REQUIRED WORK -> Copy every record below, exactly as written.

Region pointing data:
■ ■ ■

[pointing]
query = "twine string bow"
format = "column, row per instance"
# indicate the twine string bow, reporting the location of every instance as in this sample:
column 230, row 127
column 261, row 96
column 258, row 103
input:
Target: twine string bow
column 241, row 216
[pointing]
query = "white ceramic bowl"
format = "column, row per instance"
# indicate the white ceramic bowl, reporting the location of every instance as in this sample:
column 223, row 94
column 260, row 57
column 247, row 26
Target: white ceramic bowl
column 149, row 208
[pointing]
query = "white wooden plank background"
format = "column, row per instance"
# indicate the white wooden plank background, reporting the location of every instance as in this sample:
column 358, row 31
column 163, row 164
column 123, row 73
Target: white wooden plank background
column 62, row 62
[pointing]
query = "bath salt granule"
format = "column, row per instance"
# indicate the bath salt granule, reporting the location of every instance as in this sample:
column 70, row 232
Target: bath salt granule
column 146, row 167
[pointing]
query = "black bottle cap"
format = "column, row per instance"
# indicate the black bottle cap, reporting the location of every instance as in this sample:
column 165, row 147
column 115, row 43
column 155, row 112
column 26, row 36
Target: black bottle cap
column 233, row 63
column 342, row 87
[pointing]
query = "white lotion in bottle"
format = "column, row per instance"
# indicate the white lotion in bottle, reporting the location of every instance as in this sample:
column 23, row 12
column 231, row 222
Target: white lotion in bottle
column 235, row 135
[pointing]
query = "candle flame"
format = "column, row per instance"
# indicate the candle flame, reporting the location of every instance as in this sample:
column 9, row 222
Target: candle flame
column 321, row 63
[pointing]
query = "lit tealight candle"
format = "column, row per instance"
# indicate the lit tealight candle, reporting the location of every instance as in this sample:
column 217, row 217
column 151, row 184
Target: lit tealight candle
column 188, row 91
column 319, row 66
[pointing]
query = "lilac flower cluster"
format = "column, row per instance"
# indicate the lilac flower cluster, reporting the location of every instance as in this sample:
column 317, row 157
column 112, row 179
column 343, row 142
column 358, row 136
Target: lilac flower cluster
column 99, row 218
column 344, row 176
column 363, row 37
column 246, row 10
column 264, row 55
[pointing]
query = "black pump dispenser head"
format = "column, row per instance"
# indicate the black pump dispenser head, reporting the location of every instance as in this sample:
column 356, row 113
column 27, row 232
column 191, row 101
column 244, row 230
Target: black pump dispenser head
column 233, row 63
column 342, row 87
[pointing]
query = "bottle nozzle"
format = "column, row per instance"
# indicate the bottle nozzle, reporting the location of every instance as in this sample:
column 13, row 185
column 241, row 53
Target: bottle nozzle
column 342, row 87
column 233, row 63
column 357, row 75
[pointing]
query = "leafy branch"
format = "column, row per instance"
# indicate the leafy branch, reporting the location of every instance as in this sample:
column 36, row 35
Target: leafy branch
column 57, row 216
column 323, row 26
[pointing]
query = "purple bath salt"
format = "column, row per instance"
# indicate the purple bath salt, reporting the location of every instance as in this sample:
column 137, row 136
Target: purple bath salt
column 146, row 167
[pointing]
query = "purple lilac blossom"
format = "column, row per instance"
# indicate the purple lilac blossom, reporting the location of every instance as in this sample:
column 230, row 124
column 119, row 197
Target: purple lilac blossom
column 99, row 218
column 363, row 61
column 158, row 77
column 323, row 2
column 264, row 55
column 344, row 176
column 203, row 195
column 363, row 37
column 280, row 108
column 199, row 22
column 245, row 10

■ ■ ■

OUTPUT BELOW ->
[pointing]
query = "twine string bow"
format = "column, row per instance"
# indicate the twine string bow, reporting the location of every instance as in this sample:
column 230, row 127
column 261, row 96
column 258, row 103
input:
Target: twine string bow
column 241, row 216
[pointing]
query = "white ceramic bowl"
format = "column, row per instance"
# indicate the white ceramic bowl, reporting the location of every instance as in this sample:
column 223, row 94
column 260, row 57
column 247, row 26
Target: white ceramic bowl
column 149, row 208
[pointing]
query = "white wooden plank background"
format = "column, row per instance"
# indicate the white wooden plank background, reporting the location of every instance as in this sample:
column 358, row 31
column 163, row 164
column 123, row 73
Target: white wooden plank background
column 62, row 62
[pointing]
query = "bath salt granule"
format = "column, row per instance"
# indicate the bath salt granule, reporting the location of every instance as in this sample:
column 70, row 232
Target: bath salt granule
column 146, row 167
[pointing]
query = "black bottle cap"
format = "column, row per instance"
# indicate the black bottle cap, reporting the location of every instance as in this sample:
column 165, row 147
column 115, row 43
column 155, row 112
column 26, row 36
Target: black bottle cap
column 233, row 63
column 342, row 87
[pointing]
query = "white lotion in bottle"
format = "column, row per instance"
# indicate the white lotion in bottle, reporting the location of every instance as in this sample:
column 23, row 12
column 231, row 222
Target: white lotion in bottle
column 235, row 135
[pointing]
query = "candle flame"
format = "column, row per instance"
# indicate the candle flame, reporting the location of every instance as in this sample:
column 9, row 222
Target: candle flame
column 321, row 63
[pointing]
query = "lit tealight candle"
format = "column, row per instance"
# indicate the lit tealight candle, reporting the location of every instance as in this sample:
column 217, row 217
column 151, row 184
Target: lit tealight candle
column 188, row 91
column 319, row 66
[pointing]
query = "lilac flower cluster"
format = "column, row per instance"
# indicate the lilac flower cluster, reporting the location of every instance as in this sample:
column 317, row 157
column 112, row 179
column 343, row 142
column 358, row 136
Target: lilac flower cluster
column 99, row 218
column 344, row 176
column 363, row 37
column 246, row 10
column 264, row 55
[pointing]
query = "black pump dispenser head"
format = "column, row per instance"
# indicate the black pump dispenser head, reporting the location of every instance as in this sample:
column 356, row 113
column 27, row 232
column 191, row 101
column 244, row 230
Target: black pump dispenser head
column 233, row 63
column 342, row 87
[pointing]
query = "bottle nozzle"
format = "column, row per instance"
# indicate the bottle nozzle, reporting the location of every instance as in this sample:
column 13, row 185
column 241, row 53
Target: bottle nozzle
column 342, row 87
column 233, row 63
column 357, row 75
[pointing]
query = "leafy branch"
format = "column, row per instance"
# indicate the leafy branch, reporting the location of every instance as in this sample:
column 36, row 35
Target: leafy branch
column 57, row 216
column 323, row 26
[pointing]
query = "purple bath salt"
format = "column, row per instance"
# indicate the purple bath salt, reporting the location of every instance as in this sample:
column 137, row 136
Target: purple bath salt
column 146, row 167
[pointing]
query = "purple lilac blossom"
format = "column, row per instance"
# indicate the purple lilac blossom, reporting the location of every instance as in this sample:
column 230, row 124
column 119, row 197
Target: purple lilac blossom
column 99, row 218
column 363, row 61
column 158, row 77
column 323, row 2
column 264, row 55
column 344, row 176
column 203, row 195
column 363, row 37
column 280, row 108
column 199, row 22
column 245, row 10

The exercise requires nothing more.